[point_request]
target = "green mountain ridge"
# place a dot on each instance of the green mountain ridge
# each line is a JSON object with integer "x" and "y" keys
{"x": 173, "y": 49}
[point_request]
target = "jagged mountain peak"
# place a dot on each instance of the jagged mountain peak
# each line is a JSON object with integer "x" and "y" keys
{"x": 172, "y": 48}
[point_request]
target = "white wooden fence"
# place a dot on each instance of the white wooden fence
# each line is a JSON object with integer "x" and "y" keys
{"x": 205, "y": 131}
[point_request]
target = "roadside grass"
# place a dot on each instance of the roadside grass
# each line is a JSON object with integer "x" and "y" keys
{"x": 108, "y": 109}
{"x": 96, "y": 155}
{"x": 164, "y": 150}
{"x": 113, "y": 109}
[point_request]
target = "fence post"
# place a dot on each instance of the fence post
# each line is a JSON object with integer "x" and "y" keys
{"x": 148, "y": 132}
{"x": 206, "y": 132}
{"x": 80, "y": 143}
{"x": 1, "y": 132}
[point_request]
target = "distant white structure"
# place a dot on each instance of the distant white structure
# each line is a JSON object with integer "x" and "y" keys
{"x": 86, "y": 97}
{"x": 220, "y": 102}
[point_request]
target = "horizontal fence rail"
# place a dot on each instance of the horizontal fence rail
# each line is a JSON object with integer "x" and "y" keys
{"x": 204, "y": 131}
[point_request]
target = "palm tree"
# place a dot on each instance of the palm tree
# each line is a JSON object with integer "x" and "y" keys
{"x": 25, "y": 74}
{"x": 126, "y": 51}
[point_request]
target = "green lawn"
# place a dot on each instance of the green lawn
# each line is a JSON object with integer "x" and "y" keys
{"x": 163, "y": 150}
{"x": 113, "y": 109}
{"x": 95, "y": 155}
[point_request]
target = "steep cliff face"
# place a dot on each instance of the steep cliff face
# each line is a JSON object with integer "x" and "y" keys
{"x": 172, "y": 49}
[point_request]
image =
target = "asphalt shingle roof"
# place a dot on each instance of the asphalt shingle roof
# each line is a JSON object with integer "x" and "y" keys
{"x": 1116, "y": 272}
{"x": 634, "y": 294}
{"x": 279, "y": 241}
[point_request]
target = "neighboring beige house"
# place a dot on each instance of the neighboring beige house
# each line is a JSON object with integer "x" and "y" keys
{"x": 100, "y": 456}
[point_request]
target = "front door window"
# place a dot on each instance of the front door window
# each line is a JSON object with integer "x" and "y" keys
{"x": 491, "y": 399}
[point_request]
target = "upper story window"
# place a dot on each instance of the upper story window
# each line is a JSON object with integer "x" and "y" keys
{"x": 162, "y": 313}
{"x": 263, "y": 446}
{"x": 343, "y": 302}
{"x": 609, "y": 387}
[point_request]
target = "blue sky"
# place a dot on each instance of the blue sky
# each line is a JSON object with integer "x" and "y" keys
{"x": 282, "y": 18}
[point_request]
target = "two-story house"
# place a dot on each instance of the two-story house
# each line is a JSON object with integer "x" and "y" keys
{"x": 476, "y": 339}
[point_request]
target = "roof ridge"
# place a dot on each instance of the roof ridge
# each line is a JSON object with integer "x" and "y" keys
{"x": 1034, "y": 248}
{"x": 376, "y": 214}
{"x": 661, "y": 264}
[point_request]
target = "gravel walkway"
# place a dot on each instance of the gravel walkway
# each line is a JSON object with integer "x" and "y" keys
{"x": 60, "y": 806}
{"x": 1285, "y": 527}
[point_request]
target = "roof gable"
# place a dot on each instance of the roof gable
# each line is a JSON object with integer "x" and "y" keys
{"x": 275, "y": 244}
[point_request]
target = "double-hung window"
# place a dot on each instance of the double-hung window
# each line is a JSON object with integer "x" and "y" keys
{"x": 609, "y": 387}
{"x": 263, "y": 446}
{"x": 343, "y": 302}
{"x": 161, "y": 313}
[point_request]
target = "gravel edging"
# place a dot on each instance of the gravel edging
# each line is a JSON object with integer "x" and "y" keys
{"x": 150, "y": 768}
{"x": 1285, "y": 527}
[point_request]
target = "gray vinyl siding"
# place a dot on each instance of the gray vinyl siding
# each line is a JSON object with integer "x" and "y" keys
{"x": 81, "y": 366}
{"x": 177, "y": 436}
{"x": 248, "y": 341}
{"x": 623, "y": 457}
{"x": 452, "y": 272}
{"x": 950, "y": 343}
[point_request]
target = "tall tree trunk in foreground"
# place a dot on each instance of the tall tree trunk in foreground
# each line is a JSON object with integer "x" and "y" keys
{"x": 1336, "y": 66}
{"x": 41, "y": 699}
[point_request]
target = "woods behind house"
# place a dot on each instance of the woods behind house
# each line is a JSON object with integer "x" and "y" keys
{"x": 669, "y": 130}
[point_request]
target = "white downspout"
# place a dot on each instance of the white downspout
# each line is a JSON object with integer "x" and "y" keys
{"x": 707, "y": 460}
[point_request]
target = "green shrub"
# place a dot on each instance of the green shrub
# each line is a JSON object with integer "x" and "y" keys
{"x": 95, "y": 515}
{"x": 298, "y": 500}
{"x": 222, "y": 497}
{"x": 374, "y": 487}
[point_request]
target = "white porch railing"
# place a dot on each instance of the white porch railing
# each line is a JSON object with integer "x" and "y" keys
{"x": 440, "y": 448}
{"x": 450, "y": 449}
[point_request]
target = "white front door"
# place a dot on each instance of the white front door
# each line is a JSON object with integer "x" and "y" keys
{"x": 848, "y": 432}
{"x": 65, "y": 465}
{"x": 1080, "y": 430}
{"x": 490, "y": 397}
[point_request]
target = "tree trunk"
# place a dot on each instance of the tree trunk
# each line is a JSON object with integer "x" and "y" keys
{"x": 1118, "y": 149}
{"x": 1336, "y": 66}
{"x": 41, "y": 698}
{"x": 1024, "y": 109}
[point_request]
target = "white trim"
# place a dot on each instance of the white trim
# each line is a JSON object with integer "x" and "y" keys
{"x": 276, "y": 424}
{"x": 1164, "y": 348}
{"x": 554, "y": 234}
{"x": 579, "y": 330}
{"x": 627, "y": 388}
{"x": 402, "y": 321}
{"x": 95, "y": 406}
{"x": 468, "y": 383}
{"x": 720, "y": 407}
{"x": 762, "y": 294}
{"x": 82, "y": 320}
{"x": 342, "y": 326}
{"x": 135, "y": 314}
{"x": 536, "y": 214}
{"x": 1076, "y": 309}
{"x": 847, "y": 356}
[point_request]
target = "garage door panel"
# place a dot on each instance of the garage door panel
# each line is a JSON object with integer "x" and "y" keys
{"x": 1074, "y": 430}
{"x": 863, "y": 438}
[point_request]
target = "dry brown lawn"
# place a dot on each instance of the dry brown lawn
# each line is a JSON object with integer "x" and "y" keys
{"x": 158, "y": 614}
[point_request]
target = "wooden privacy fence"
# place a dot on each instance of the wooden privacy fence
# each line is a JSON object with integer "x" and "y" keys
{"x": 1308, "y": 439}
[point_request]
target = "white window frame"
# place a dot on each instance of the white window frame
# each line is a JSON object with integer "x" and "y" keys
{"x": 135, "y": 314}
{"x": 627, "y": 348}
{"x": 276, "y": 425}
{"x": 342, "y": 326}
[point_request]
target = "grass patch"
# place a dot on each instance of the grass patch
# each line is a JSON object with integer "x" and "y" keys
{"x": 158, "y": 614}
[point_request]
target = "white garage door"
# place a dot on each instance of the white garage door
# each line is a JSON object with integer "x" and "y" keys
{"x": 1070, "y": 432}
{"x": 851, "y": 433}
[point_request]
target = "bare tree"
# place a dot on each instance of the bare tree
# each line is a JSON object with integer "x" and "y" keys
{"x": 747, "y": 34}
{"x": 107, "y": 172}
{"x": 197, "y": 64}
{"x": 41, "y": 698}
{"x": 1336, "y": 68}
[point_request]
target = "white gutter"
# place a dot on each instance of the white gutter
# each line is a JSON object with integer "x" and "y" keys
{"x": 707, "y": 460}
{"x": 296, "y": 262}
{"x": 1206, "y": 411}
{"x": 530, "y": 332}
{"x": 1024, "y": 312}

************

## Objective
Select every line of the records above that contains the word "roof", matching case exactly.

## Solution
target = "asphalt shingle roof"
# place a dot on each instance of the asphalt shingle roof
target = "roof ridge"
# place a dot on each instance of the roof ridge
target = "roof gable"
# place a dot on each instance of the roof gable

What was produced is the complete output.